+++ EINTRÄGE ZUR AUFGABE

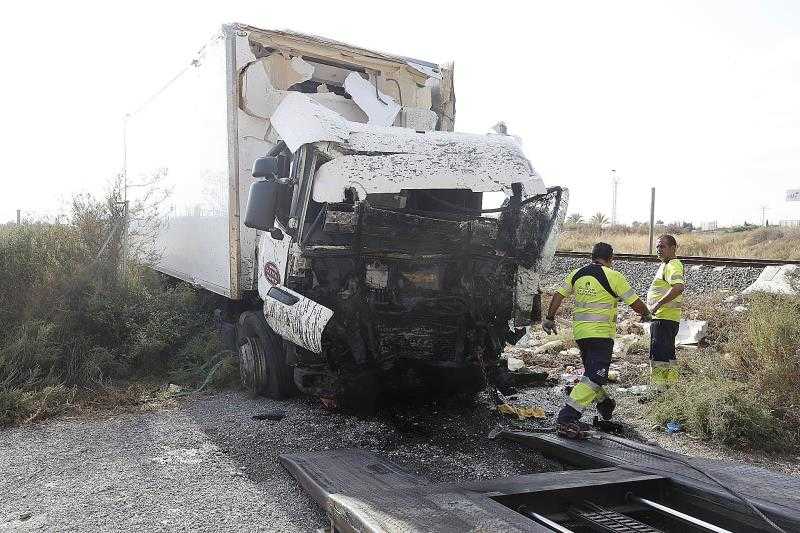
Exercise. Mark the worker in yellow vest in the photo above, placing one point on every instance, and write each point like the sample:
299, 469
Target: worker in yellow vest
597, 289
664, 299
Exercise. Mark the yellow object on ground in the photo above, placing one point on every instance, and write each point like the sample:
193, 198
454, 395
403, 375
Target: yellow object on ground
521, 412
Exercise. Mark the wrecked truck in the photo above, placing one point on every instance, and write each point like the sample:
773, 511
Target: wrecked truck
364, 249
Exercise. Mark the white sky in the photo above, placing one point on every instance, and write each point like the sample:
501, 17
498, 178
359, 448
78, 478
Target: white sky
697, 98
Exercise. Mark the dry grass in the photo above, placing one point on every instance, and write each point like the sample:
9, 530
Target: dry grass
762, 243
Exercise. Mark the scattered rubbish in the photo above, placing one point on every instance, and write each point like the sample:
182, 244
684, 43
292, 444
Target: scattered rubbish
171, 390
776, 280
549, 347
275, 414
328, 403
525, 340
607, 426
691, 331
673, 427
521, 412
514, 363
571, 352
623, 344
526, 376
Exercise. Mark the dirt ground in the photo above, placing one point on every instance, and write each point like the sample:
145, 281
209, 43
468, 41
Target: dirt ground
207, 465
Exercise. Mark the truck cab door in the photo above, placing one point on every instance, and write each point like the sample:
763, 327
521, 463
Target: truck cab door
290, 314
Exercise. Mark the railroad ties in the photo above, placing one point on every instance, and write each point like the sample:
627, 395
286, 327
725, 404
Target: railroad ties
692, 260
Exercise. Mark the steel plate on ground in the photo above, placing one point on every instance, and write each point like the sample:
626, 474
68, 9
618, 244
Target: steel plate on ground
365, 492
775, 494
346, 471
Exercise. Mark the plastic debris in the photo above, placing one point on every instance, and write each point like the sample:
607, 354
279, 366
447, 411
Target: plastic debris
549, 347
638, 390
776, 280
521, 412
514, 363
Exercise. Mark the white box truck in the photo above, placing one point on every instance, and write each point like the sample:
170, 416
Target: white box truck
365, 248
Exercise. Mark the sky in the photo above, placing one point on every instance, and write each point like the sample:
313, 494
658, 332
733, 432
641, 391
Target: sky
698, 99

++++++
+++ EINTRÄGE ZUR AUFGABE

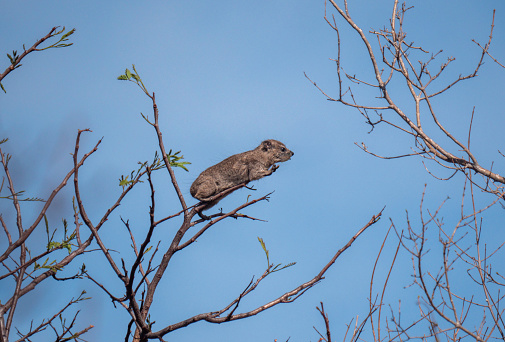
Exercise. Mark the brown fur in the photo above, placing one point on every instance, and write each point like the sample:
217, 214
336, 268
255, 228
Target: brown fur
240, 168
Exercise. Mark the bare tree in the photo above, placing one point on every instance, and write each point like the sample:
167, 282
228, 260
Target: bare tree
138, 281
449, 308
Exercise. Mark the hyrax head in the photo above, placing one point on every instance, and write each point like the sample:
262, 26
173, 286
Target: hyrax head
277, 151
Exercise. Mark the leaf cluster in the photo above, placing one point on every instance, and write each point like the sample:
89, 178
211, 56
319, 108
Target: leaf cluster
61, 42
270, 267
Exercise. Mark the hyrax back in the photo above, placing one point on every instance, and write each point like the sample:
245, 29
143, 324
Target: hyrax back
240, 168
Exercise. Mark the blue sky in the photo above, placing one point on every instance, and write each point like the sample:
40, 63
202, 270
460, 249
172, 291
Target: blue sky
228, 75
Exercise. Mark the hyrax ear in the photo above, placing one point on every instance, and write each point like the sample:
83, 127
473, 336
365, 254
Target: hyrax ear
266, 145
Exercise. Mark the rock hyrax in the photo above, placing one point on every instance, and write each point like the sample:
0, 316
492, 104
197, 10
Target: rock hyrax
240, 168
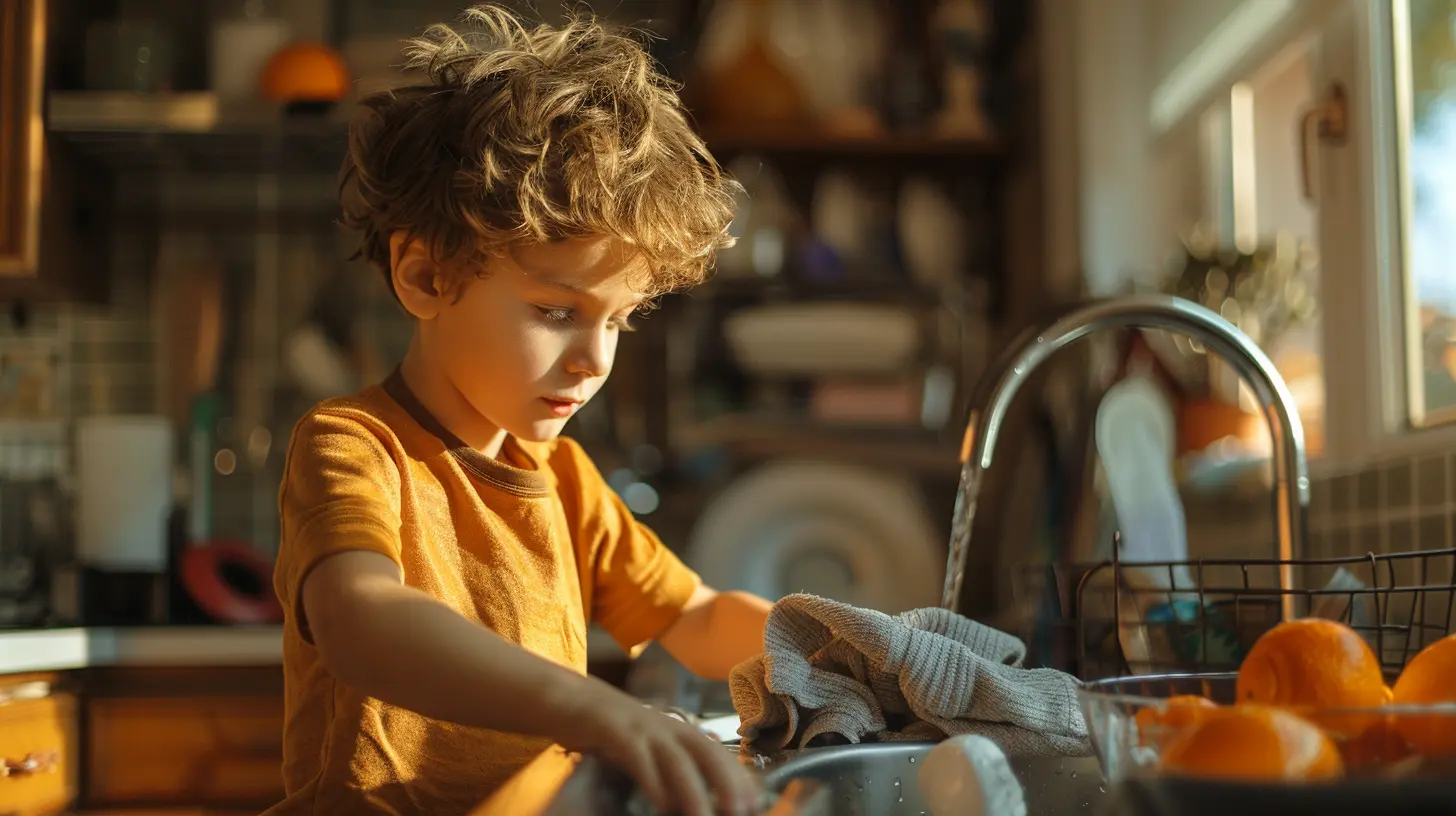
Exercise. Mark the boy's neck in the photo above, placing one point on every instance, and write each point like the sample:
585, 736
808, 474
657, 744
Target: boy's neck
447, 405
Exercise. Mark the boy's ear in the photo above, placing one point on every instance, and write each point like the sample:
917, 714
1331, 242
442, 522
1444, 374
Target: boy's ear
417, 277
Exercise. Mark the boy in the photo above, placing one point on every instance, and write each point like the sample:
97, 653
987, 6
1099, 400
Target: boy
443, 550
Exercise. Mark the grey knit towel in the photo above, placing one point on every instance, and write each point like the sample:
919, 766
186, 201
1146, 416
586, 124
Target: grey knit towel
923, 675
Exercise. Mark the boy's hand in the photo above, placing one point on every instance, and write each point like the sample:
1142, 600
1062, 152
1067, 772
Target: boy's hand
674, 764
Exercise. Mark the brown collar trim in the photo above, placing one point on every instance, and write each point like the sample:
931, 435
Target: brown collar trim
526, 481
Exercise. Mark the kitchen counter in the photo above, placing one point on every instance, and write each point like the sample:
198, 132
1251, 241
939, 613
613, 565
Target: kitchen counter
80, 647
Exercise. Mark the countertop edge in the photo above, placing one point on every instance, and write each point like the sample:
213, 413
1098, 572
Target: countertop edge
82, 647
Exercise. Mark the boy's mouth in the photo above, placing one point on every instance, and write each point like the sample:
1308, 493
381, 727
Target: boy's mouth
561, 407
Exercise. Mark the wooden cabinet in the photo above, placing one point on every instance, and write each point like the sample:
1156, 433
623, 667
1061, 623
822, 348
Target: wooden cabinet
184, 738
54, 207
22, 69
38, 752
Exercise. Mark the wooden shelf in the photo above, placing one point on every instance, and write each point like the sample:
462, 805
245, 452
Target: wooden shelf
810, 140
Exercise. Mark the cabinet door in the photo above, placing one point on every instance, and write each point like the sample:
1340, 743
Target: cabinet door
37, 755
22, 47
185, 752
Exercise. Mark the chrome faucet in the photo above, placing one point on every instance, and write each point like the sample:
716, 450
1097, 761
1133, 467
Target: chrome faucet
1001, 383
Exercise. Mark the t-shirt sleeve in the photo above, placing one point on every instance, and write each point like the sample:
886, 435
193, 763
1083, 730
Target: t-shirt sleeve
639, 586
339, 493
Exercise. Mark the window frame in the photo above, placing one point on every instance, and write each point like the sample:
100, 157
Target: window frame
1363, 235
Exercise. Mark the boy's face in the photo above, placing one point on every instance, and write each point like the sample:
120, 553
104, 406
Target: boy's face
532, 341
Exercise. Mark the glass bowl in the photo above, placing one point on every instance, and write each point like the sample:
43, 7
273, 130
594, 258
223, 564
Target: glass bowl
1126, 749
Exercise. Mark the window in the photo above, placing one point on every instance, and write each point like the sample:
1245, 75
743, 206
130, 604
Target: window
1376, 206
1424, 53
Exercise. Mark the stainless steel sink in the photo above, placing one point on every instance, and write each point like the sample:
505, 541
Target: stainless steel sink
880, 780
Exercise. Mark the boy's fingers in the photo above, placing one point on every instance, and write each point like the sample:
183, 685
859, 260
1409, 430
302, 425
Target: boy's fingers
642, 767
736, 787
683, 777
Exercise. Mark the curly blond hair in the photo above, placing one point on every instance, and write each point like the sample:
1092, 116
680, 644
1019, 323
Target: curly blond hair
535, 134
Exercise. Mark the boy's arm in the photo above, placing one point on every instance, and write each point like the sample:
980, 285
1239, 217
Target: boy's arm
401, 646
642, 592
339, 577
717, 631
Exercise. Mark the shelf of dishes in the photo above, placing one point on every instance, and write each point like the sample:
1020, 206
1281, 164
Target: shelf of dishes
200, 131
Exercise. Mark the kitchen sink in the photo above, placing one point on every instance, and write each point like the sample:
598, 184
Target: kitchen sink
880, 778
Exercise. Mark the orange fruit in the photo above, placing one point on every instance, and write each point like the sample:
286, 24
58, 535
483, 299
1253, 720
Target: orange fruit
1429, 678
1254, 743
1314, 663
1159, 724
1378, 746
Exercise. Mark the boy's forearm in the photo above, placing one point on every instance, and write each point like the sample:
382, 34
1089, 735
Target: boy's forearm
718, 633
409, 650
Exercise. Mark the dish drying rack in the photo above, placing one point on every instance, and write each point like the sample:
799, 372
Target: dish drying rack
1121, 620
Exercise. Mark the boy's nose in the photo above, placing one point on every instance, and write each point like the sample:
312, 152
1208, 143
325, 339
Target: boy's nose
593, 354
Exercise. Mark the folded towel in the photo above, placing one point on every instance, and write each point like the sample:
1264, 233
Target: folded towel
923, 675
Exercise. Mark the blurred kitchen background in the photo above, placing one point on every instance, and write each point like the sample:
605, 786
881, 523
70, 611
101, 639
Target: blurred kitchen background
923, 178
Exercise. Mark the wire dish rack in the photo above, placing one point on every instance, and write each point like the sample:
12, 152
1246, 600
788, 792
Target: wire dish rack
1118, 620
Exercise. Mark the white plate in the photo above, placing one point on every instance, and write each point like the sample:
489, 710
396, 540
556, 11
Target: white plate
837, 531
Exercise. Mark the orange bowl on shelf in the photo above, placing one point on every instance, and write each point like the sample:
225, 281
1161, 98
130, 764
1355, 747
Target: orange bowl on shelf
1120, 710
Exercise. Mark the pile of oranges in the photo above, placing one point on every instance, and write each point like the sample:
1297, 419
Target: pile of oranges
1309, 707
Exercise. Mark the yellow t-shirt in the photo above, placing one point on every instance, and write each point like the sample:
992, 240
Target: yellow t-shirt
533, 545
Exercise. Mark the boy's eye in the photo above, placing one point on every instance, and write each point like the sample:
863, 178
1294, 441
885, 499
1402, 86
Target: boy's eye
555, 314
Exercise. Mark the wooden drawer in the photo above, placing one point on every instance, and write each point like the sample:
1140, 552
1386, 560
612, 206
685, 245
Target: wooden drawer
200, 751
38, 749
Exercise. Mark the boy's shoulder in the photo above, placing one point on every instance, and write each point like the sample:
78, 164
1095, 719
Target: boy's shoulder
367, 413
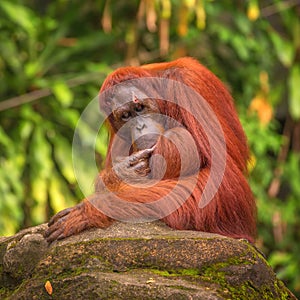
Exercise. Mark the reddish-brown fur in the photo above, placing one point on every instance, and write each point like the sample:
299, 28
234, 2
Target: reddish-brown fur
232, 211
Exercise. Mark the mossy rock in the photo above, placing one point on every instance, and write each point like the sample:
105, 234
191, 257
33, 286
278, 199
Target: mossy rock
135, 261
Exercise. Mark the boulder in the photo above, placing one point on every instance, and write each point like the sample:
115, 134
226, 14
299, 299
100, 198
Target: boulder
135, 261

++++++

AUFGABENSTELLUNG:
Ermitteln Sie jede Zeile der obigen Einträge, in der das Wort „kitchen“ vorkommt, und geben Sie diese Zeilen vollständig wieder.

LÖSUNG DER AUFGABE:
Exercise. Mark the kitchen counter in the photo above, placing one point on every instance, and write each point like the sample:
Target: kitchen counter
Exercise. Mark the kitchen sink in the photo above, placing one point on every instance, and write each point like the sample:
Target: kitchen sink
Exercise. Mark the blurred kitchen background in the photo above, placing one point on every instance, and write each point like the sample:
Target: blurred kitchen background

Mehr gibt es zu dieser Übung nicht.